*Directive*.
Pull out every line in the data below that contains the word "instance", and copy each of those lines in full.

*Given records*.
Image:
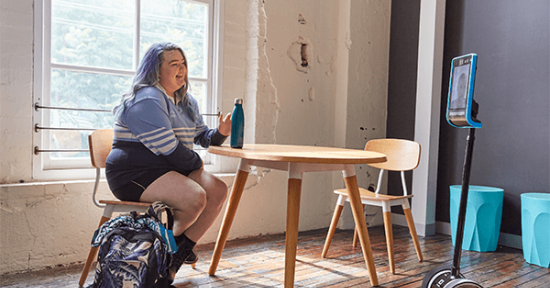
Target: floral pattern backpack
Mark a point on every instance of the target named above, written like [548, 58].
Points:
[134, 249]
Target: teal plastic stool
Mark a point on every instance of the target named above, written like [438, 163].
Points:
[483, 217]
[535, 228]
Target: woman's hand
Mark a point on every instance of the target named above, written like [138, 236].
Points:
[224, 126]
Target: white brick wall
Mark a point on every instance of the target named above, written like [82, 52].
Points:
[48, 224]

...

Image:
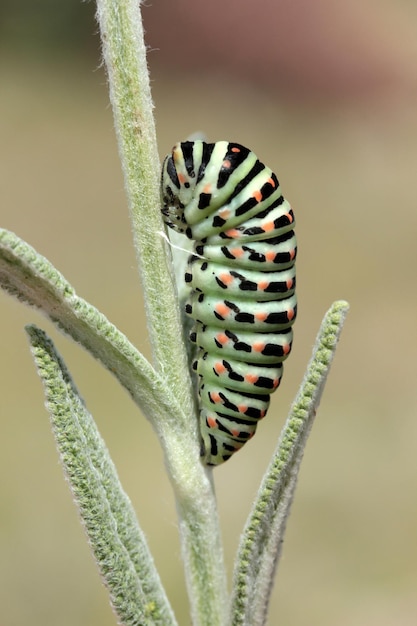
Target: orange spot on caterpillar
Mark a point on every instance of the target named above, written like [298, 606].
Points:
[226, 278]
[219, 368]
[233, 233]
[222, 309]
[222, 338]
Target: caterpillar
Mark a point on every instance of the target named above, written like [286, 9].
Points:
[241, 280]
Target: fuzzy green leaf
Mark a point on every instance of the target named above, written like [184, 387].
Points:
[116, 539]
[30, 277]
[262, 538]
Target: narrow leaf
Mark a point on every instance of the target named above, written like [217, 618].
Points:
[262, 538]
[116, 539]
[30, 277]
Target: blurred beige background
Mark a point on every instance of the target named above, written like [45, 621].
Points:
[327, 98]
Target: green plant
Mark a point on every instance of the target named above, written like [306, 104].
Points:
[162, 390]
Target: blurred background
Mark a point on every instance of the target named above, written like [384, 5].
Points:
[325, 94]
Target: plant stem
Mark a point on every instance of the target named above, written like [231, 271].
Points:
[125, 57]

*Expected output*.
Mark a point on every instance of the target named above, written like [548, 58].
Mark a point on every instance of the target named above, written like [438, 163].
Mark a point on every instance of the target named above, written like [138, 236].
Mark a point on every instance of the target named above, written like [82, 52].
Mark a point on every instance of the target named above, written like [298, 606].
Mark a point on every instance of the target named above, written like [286, 9].
Mark a point on every instance of the target named above, written like [184, 387].
Mark a point on every instance of the target named above, written like [217, 618].
Mark a point on every instance of the target named above, written like [45, 621].
Mark a point on every instance of the target named above, written like [306, 104].
Mark a point on every instance of the target named above, written like [384, 5].
Mark a point on every instance of the target named above, written like [231, 271].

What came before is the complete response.